— BEGIN Material for the task —
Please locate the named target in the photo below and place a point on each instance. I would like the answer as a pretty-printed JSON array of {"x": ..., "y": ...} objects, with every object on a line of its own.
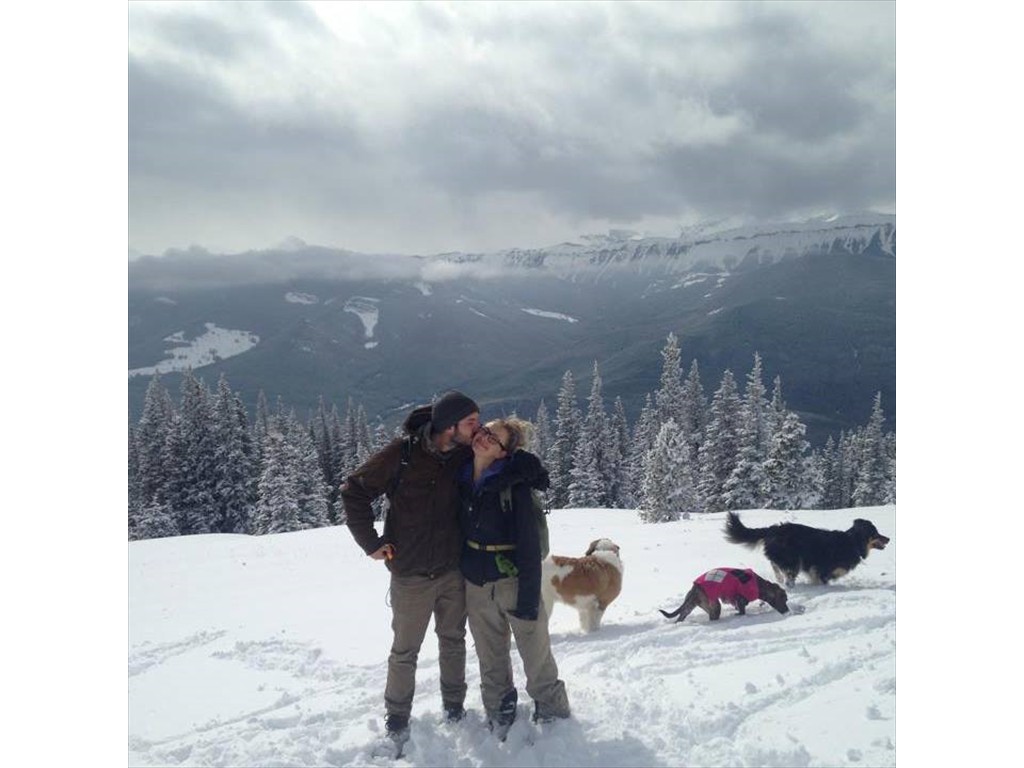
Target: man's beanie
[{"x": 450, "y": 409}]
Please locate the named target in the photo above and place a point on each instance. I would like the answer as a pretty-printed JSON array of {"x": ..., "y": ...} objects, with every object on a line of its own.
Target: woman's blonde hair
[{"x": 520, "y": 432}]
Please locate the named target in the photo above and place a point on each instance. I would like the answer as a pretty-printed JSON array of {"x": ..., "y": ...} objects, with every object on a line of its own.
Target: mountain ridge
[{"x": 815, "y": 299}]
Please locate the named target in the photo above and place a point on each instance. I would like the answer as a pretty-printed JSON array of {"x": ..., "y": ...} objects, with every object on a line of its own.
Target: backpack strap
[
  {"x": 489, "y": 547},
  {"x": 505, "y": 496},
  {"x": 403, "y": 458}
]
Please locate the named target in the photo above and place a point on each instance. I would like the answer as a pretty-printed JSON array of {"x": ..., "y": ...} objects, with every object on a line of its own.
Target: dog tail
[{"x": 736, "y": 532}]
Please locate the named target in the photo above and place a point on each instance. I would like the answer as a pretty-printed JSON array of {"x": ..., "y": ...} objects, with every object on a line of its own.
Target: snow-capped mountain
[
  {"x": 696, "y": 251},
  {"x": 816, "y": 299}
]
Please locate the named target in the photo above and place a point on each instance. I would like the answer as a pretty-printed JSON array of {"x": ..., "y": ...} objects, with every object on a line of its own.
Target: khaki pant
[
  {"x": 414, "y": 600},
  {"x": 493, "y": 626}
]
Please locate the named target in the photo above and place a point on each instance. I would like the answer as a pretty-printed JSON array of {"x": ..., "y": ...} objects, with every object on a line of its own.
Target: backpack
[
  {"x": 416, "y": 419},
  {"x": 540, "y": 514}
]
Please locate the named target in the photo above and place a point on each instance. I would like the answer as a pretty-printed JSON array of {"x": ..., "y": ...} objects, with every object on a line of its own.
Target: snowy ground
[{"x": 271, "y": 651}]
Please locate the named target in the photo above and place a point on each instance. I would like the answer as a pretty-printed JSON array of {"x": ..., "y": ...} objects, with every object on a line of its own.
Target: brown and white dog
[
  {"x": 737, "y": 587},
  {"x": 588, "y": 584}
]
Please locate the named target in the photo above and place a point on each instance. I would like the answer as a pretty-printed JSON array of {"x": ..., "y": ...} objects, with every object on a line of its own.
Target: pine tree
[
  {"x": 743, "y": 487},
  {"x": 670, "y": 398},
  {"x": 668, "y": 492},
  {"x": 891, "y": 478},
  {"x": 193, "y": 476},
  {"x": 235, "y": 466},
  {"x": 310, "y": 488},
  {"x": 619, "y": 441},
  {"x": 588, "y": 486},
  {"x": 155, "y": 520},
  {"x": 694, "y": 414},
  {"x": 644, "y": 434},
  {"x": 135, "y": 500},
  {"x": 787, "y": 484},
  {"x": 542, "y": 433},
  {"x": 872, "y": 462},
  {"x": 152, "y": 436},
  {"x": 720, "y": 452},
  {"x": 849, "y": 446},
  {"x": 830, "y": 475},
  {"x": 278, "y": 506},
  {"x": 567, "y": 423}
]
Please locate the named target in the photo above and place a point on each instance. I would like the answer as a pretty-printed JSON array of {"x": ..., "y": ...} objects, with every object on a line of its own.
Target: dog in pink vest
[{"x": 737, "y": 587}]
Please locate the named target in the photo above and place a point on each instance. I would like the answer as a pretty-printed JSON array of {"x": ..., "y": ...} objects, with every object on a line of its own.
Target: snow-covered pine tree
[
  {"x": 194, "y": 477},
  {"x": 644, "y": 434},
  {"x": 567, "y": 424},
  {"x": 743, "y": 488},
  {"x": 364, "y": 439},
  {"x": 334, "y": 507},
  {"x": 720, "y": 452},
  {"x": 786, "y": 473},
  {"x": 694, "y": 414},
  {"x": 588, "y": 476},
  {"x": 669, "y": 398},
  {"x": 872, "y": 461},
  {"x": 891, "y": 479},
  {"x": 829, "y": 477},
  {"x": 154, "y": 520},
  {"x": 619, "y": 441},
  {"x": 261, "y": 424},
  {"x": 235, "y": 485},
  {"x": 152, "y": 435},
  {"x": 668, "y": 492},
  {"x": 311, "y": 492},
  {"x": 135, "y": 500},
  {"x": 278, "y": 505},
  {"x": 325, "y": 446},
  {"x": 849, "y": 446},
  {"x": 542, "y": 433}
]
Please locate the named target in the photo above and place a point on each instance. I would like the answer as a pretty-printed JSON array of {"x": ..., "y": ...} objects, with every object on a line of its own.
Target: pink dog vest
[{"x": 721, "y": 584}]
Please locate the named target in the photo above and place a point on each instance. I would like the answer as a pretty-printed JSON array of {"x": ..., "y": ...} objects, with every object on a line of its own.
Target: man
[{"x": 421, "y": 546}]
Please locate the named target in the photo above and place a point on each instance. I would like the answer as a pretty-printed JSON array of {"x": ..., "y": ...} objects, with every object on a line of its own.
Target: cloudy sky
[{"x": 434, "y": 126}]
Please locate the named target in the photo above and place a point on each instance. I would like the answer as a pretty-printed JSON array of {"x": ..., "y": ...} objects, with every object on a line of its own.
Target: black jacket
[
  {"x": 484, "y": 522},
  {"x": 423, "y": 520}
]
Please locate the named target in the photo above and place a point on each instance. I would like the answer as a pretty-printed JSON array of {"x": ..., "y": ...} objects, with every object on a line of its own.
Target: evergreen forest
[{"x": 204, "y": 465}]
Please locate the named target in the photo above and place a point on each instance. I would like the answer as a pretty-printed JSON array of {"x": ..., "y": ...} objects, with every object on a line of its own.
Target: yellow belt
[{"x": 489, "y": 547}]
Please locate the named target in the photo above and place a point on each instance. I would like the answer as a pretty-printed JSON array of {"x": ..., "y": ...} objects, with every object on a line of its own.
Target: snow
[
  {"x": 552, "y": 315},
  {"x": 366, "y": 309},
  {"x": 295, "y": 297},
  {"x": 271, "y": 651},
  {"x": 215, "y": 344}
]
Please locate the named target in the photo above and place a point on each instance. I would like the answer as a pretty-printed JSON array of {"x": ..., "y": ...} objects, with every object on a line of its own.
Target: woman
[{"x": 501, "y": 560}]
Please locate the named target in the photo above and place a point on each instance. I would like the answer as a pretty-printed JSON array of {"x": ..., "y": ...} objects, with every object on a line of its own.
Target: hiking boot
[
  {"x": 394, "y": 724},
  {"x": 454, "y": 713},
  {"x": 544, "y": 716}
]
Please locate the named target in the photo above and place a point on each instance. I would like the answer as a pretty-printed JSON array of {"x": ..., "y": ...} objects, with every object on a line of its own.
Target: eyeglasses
— END Material for the task —
A faithful copy of the records above is needed, with the pictures left out.

◆ Result of this task:
Please locate the named target in the photo below and place a point on each instance. I would like the answer as a pretty-printed JSON array of {"x": ..., "y": ...} objects, with every object on a line of its own.
Target: man's beanie
[{"x": 450, "y": 409}]
Please locate the named target in the photo above and place a point on each instance. I would like the answer as a pretty-printed JSON array of {"x": ..., "y": ...} objects, with every object on a line of its own.
Target: woman's blonde hair
[{"x": 520, "y": 432}]
Please locate the named target in the photo above and place a point on each instance. I would like the answer as a pretty-printed JSON array of {"x": ..., "y": ...} objects, with every object on a line of its own.
Target: mountain ridge
[{"x": 815, "y": 299}]
Please locate the named target in the photo above and place a point on each instance. I would like the answer as a pretty-printed JSON array of {"x": ..., "y": ...} objects, with every object on a line of its own.
Target: backpack strap
[
  {"x": 489, "y": 547},
  {"x": 505, "y": 496},
  {"x": 403, "y": 458}
]
Please locate the named target in the photo above and place a point on each instance. I would like the answer as a pretty-printed JSON array of {"x": ..., "y": ...} objects, with every object on a line of its own.
Target: dog tail
[{"x": 736, "y": 532}]
Please locate the named target in the photo above and place a point on each instance. I would like the answer as a pretty-printed JSON array of {"x": ..., "y": ...} objects, with every object on a line of its own.
Target: snow-capped mountain
[
  {"x": 696, "y": 251},
  {"x": 816, "y": 299}
]
Please locate the named target in the photo above and place a point on each instance. I would like the answer as a pretty-printed JSON array of {"x": ..., "y": ...} objects, with every object on a line of its own.
Target: khaki pant
[
  {"x": 414, "y": 600},
  {"x": 493, "y": 626}
]
Please locate the named target in the photo above and place a point on each instance. I would like the answer as a pretty-printed JSON array of {"x": ..., "y": ...} objects, with every object on a line of its own.
Target: backpack
[
  {"x": 416, "y": 419},
  {"x": 540, "y": 514}
]
Please locate the named target in the photo above and place a point on each instance. I would like the answer as a pretty-printed JSON array of {"x": ..., "y": ...} objects, with every object on a line of its own.
Target: snowy ground
[{"x": 271, "y": 651}]
Please locate the named target in the photo above and place a point on each instance. I would like the answer as a pretty-printed JSON array of {"x": ..., "y": ...} objects, with every object on a line of its own.
Target: brown and white dog
[
  {"x": 737, "y": 587},
  {"x": 588, "y": 584}
]
Please locate the named target in the photo above and place a point on each instance. I would like the answer as a pretty-printed JSON array of {"x": ..., "y": ...} objects, with every object on a line of its own.
Target: pine tree
[
  {"x": 743, "y": 487},
  {"x": 670, "y": 398},
  {"x": 668, "y": 492},
  {"x": 891, "y": 478},
  {"x": 193, "y": 476},
  {"x": 235, "y": 466},
  {"x": 310, "y": 488},
  {"x": 619, "y": 441},
  {"x": 588, "y": 486},
  {"x": 155, "y": 520},
  {"x": 694, "y": 414},
  {"x": 644, "y": 434},
  {"x": 135, "y": 500},
  {"x": 787, "y": 484},
  {"x": 542, "y": 433},
  {"x": 872, "y": 462},
  {"x": 152, "y": 436},
  {"x": 720, "y": 452},
  {"x": 849, "y": 446},
  {"x": 830, "y": 475},
  {"x": 278, "y": 506},
  {"x": 567, "y": 423}
]
Please locate the named target in the photo above and place a point on each instance. I would like the answer as a pretty-printed JSON array of {"x": ..., "y": ...} objects, with every object on a line of its own.
Target: dog in pink vest
[{"x": 737, "y": 587}]
Please locate the named target in the photo above and place a point on each instance. I would like the answer as a pretty-printed JSON array of {"x": ..., "y": ...} objects, with every object on a line of its own.
Target: snow-covered pine tree
[
  {"x": 194, "y": 477},
  {"x": 644, "y": 434},
  {"x": 567, "y": 424},
  {"x": 743, "y": 488},
  {"x": 364, "y": 439},
  {"x": 334, "y": 507},
  {"x": 720, "y": 452},
  {"x": 786, "y": 473},
  {"x": 694, "y": 414},
  {"x": 588, "y": 476},
  {"x": 669, "y": 398},
  {"x": 872, "y": 461},
  {"x": 891, "y": 479},
  {"x": 829, "y": 477},
  {"x": 154, "y": 520},
  {"x": 619, "y": 441},
  {"x": 261, "y": 424},
  {"x": 235, "y": 485},
  {"x": 152, "y": 435},
  {"x": 668, "y": 492},
  {"x": 311, "y": 492},
  {"x": 135, "y": 500},
  {"x": 278, "y": 505},
  {"x": 325, "y": 446},
  {"x": 849, "y": 446},
  {"x": 542, "y": 433}
]
Please locate the named target in the photo above and place a point on each instance. I would like the answer as a pretty-printed JSON array of {"x": ..., "y": ...} objects, with every object on a line of its own.
Target: pink dog vest
[{"x": 721, "y": 584}]
Please locate the named target in the photo above and place a point on each instance. I would like the answer as a pretty-printed JSON array of {"x": ..., "y": ...} objects, with every object on a line of its own.
Target: man
[{"x": 421, "y": 546}]
Please locate the named target in the photo above and place a point on each instance. I would like the answer as a pretty-printed JSON array of {"x": ..., "y": ...} objects, with every object on a line of its own.
Target: cloudy sky
[{"x": 434, "y": 126}]
Please locate the named target in the photo above and place a point on each instance. I would like the answer as a pretty-printed JSON array of {"x": ..., "y": ...} objects, with every object on a line of its own.
Target: black jacket
[
  {"x": 484, "y": 522},
  {"x": 423, "y": 520}
]
Please locate the named target in the photo above and place a point on each instance. I would like the answer as a pretty-printed JSON array of {"x": ..., "y": ...} objects, with every object on a line of its own.
Target: evergreen forest
[{"x": 204, "y": 465}]
Please locate the named target in the photo above and place a point on each instance. I would like the answer as a pretty-printed JSON array of {"x": ..., "y": ...} objects, with every object on a line of its own.
Target: yellow belt
[{"x": 489, "y": 547}]
Please locate the named target in the photo above and place a point on each instance. I would like the answer as a pretty-printed JSON array of {"x": ..., "y": ...} objects, with every object on a line of its own.
Target: snow
[
  {"x": 552, "y": 315},
  {"x": 366, "y": 309},
  {"x": 295, "y": 297},
  {"x": 271, "y": 651},
  {"x": 215, "y": 344}
]
Please locate the named target in the photo above and place a point on each instance. I would like the answer as a pretty-printed JSON array of {"x": ..., "y": ...} objects, with every object on a line of its own.
Target: woman
[{"x": 501, "y": 560}]
Please locate the named target in the photo above and place a point on each instance. I would like the answer as a pretty-printed JSON array of {"x": ..., "y": ...} objects, with every object on a line of its own.
Target: hiking boot
[
  {"x": 394, "y": 724},
  {"x": 454, "y": 713},
  {"x": 544, "y": 716}
]
Please locate the named target in the photo above and place a point on each instance. I would like the answer as a pretty-printed JSON array of {"x": ..., "y": ...} objects, with every object on a line of its own.
Target: eyeglasses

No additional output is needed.